Task details | The lines to be set down run from the line containing "task: outline the target" through the final line of the data below; print them exactly and print nothing else.

Material shown |
=-=-=

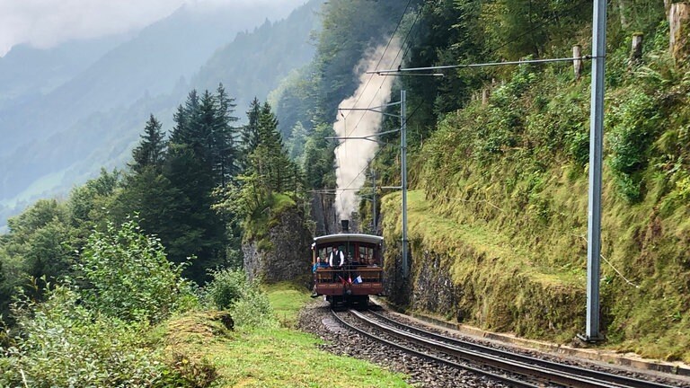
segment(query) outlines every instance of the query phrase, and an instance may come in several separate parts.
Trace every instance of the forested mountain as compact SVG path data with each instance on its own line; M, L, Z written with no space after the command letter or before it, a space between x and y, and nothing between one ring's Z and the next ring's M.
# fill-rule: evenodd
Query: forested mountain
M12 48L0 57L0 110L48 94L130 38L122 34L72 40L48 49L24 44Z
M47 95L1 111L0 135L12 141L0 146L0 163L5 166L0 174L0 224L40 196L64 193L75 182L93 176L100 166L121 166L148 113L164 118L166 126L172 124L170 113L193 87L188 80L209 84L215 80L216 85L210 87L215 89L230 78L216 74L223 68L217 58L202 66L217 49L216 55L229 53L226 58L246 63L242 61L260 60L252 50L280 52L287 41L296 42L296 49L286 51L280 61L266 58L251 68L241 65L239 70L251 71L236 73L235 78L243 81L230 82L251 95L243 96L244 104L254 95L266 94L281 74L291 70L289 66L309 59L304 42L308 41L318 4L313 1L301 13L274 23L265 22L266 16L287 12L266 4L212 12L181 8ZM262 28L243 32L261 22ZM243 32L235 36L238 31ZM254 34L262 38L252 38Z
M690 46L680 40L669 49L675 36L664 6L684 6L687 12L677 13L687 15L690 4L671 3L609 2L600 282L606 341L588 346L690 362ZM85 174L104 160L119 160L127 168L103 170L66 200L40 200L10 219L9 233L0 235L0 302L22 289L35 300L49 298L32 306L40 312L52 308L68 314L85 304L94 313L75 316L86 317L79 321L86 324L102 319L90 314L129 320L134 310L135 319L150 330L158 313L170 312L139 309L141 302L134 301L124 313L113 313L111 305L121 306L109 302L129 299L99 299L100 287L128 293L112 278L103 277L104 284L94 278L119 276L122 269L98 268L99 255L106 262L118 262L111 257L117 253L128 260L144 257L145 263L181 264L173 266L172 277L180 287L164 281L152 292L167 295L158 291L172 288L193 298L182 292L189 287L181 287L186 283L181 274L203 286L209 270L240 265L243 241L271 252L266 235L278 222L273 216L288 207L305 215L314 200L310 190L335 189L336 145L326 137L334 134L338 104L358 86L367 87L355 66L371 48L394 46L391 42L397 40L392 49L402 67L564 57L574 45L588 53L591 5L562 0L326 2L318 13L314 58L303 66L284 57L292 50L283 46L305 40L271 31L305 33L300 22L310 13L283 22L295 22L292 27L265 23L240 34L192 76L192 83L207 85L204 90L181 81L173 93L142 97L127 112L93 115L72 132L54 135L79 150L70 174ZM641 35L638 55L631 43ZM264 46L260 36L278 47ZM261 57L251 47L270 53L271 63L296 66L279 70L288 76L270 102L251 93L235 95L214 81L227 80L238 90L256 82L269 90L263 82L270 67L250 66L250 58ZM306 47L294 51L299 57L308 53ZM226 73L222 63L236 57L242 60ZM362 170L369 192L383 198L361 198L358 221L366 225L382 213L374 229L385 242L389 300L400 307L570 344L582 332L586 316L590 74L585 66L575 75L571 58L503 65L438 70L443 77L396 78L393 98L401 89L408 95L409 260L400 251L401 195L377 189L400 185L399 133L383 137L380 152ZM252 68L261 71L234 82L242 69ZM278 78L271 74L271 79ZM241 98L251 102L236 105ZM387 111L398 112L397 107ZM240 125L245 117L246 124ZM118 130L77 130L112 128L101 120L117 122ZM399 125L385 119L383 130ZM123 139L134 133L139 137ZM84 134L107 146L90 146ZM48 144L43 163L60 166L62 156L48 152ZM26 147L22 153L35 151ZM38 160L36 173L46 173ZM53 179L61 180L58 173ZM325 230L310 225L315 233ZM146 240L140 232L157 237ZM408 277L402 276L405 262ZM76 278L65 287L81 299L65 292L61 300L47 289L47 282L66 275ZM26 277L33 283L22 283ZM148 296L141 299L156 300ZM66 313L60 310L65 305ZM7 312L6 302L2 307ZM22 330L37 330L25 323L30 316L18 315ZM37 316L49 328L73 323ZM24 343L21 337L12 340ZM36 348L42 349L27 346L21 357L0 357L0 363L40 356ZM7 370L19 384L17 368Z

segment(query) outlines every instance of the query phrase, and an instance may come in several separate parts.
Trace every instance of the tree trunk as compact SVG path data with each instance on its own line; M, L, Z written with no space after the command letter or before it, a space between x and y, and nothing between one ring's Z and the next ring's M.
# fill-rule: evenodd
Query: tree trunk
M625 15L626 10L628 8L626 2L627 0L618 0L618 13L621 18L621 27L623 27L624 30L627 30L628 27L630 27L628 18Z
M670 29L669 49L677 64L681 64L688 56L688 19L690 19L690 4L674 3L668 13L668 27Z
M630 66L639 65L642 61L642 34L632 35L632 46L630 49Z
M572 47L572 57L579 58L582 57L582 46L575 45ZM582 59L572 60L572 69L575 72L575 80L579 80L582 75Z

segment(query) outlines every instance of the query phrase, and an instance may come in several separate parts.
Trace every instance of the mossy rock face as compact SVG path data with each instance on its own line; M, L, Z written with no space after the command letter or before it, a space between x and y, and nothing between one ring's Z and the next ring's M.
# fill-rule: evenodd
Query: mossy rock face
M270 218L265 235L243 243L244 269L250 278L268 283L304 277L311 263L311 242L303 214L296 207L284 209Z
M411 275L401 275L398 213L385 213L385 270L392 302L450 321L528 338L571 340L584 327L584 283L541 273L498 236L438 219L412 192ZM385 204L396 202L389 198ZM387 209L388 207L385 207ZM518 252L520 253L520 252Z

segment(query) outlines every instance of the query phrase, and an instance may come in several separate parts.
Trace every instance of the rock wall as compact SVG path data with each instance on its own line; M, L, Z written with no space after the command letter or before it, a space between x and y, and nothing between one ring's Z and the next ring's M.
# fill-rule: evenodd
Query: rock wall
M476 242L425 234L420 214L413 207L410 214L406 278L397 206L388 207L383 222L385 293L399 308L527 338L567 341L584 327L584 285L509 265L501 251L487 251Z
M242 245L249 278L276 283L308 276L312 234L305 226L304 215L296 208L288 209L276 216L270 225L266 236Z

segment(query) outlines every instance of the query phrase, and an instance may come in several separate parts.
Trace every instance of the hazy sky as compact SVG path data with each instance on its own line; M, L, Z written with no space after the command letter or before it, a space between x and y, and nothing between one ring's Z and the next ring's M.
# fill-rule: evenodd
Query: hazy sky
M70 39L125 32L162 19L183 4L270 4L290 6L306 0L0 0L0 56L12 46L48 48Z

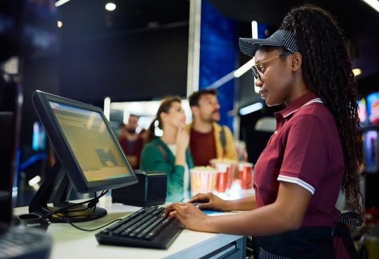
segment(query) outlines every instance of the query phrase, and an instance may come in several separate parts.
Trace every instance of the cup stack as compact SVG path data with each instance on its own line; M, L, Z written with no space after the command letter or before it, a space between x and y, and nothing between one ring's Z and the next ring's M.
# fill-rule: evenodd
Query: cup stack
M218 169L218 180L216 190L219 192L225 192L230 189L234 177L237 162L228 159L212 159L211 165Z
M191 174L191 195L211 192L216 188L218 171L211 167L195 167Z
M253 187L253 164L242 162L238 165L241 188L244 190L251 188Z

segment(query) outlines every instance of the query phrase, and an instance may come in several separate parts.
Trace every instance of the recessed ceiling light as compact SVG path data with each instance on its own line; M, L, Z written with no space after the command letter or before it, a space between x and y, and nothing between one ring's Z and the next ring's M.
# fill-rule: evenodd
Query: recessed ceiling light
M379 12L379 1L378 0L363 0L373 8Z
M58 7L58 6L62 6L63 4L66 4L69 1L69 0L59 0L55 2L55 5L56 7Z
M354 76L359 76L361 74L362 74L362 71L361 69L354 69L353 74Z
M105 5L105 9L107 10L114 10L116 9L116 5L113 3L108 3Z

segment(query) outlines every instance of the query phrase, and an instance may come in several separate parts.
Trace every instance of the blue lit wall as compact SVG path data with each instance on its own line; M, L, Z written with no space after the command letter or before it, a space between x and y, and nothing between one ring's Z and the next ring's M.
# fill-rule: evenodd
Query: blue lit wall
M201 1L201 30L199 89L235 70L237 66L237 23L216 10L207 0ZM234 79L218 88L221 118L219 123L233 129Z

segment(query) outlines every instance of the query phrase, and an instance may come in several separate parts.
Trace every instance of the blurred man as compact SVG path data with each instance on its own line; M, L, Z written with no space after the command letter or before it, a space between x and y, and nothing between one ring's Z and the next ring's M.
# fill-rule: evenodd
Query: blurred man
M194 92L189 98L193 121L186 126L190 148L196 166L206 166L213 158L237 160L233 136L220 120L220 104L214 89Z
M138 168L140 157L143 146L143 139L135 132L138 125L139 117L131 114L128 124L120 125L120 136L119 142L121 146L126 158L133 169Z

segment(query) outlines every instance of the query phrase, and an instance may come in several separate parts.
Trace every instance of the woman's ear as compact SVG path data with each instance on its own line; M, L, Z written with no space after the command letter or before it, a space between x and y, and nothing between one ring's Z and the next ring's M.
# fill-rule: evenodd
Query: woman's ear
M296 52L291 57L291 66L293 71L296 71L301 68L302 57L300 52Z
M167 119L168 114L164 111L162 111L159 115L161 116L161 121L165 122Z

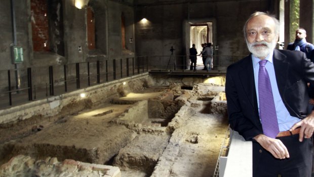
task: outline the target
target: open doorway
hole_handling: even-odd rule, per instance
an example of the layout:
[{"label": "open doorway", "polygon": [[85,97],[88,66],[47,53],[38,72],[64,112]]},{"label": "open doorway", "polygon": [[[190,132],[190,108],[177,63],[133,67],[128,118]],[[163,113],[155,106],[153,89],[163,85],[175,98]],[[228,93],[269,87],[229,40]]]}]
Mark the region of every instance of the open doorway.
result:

=-=-=

Expected answer |
task: outline the target
target: open doorway
hole_handling: even-odd rule, per instance
an example of the layout:
[{"label": "open doorway", "polygon": [[85,97],[88,66],[47,53],[38,72],[64,112]]},{"label": "open doorway", "polygon": [[[190,132],[190,108],[177,63],[133,67],[128,118]],[[163,113],[155,106],[153,89],[163,85],[175,98]],[[228,93],[269,87],[229,40]]]}]
Mark the region of every instance of the open doorway.
result:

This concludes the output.